GIVEN TEXT:
United States District Court, District of New Mexico
Aug 12, 2021
CR 17-1303 RB (D.N.M. Aug. 12, 2021)

Opinion

CR 17-1303 RB

08-12-2021

UNITED STATES OF AMERICA, Plaintiff, v. SHILOH BOWYER, Defendant.


MEMORANDUM OPINION AND ORDER

ROBERT C. BRACK SENIOR U.S. DISTRICT JUDGE

THIS MATTER comes before the Court on Mr. Bowyer's Emergency Motion for Compassionate Release Pursuant to Section 603(B)(1) of the First Step Act, filed on January 18, 2021. (Doc. 44.) Having reviewed the submissions of the parties, the record, and the applicable law, the Court finds the motion is not well-taken and should be DISMISSED.

I. Background

On October 10, 2017, Mr. Bowyer pled guilty to two counts of an Indictment charging: (1) conspiracy to possess with intent to distribute 50 grams and more of a mixture and substance containing a detectable amount of methamphetamine, in violation of 21 U.S.C. §§ 846 and 841(a)(1) and (b)(1); and (2) possession with intent to distribute 50 grams and more of a mixture and substance containing a detectable amount of methamphetamine, in violation of 21 U.S.C. § 841(a)(1) and (b)(1). (See Docs. 27-28.) On February 19, 2019, the Court sentenced Mr. Bowyer to 151 months imprisonment. (Docs. 36-37.)

Mr. Bowyer now moves the Court through counsel, pursuant to 18 U.S.C. § 3582(c)(1)(A), to reduce his sentence due to the COVID-19 pandemic. (See Doc. 44.) Mr. Bowyer has served approximately 52 months or 34% of his sentence. His anticipated release date is January 13, 2028. See Inmate Locator, https://www.bop.gov/inmateloc/ (last visited Aug. 10, 2021).

II. Mr. Bowyer has not exhausted his administrative remedies.

Mr. Bowyer seeks compassionate release pursuant to 18 U.S.C. § 3582(c)(1)(A)(i), which permits a sentencing court to grant such a motion where “extraordinary and compelling reasons warrant such a reduction” and the “reduction is consistent with applicable policy statements issued by the Sentencing Commission . . . .” Prior to the passage of the First Step Act, Pub. L. No. 115-391, 132 Stat. 5194 (2018), only the Director of the Bureau of Prisons (BOP) could file a motion for compassionate release. Section 603(b) of the First Step Act now provides that a sentencing court may modify a sentence either upon a motion of the Director of the BOP “or upon motion of the defendant after he has fully exhausted all administrative rights to appeal a failure of the [BOP] to bring a motion on his behalf or the lapse of 30 days from the receipt of such a request by the warden of the defendant's facility . . . .” 18 U.S.C. § 3582(c)(1)(A). Mr. Bowyer filed such a request, which the warden denied on August 4, 2020. (See Doc. 44-A.) The Government argues that because the warden denied the request, Mr. Bowyer was then required to file an administrative appeal before his request can be considered exhausted. (See Doc. 45 at 9-10 (citing 18 U.S.C. § 3582(c)(1)(A); 28 C.F.R. §§ 524.15, 571.61, 571.63).)

[Dataset entries]
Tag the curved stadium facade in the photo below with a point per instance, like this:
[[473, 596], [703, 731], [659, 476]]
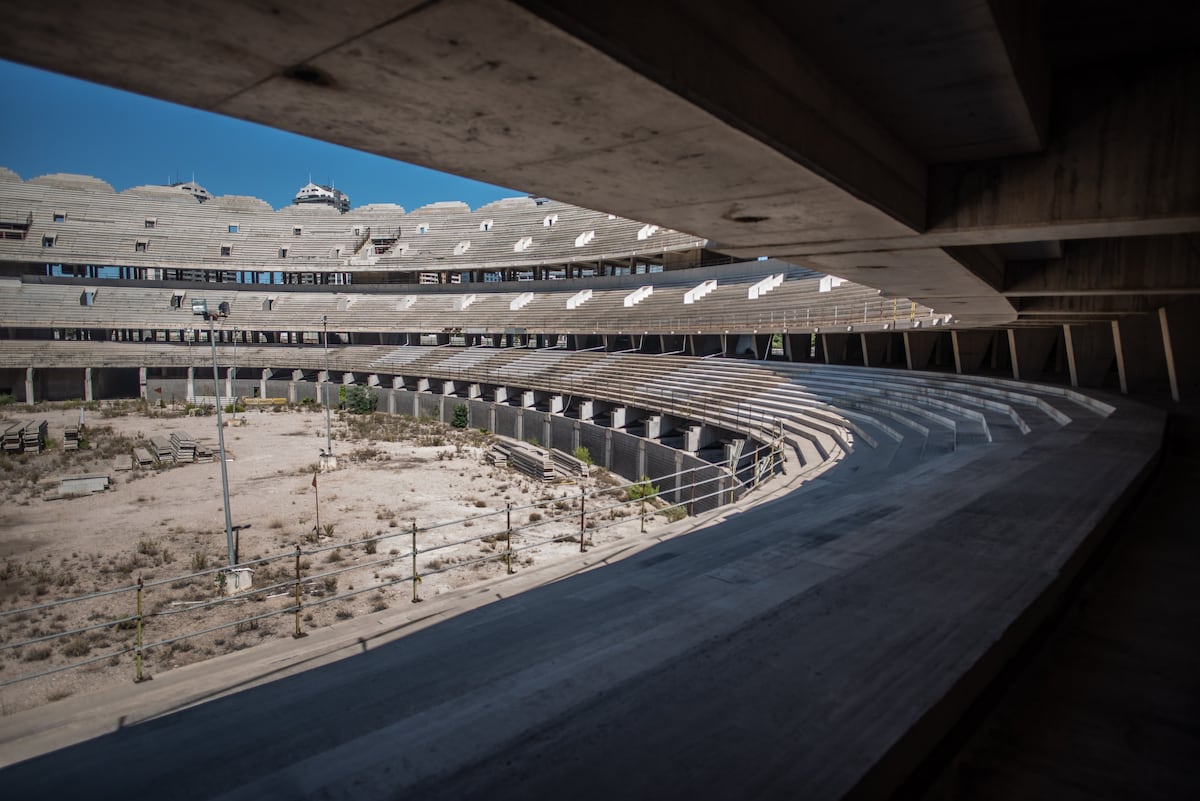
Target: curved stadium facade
[[948, 453]]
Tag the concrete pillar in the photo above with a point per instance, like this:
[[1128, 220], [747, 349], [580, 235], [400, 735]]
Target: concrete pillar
[[875, 348], [970, 348], [1031, 349], [918, 347], [1120, 354], [1141, 356], [1170, 355]]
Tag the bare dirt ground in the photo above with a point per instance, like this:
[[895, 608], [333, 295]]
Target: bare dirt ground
[[167, 523]]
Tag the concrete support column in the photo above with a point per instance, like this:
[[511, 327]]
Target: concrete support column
[[1120, 354], [1169, 351]]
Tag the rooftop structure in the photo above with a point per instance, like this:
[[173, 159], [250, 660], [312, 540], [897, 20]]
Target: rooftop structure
[[327, 196]]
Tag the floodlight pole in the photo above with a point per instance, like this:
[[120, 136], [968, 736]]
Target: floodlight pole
[[329, 437], [233, 378], [225, 470]]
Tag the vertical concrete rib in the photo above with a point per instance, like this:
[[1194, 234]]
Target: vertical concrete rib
[[1120, 354], [1071, 354], [1170, 354]]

USING THE INFORMATION:
a. Extract the passage of the court opinion that starts with "I. Background" and goes on through "imprisonment. (Docs. 36-37.)", copying it word for word.
b. Which sections of the Code of Federal Regulations does the court opinion cite? List all of them.

ANSWERS BY ITEM NUMBER:
a.
I. Background

On October 10, 2017, Mr. Bowyer pled guilty to two counts of an Indictment charging: (1) conspiracy to possess with intent to distribute 50 grams and more of a mixture and substance containing a detectable amount of methamphetamine, in violation of 21 U.S.C. §§ 846 and 841(a)(1) and (b)(1); and (2) possession with intent to distribute 50 grams and more of a mixture and substance containing a detectable amount of methamphetamine, in violation of 21 U.S.C. § 841(a)(1) and (b)(1). (See Docs. 27-28.) On February 19, 2019, the Court sentenced Mr. Bowyer to 151 months imprisonment. (Docs. 36-37.)

b.
28 C.F.R. § 524.15
28 C.F.R. § 571.61
28 C.F.R. § 571.63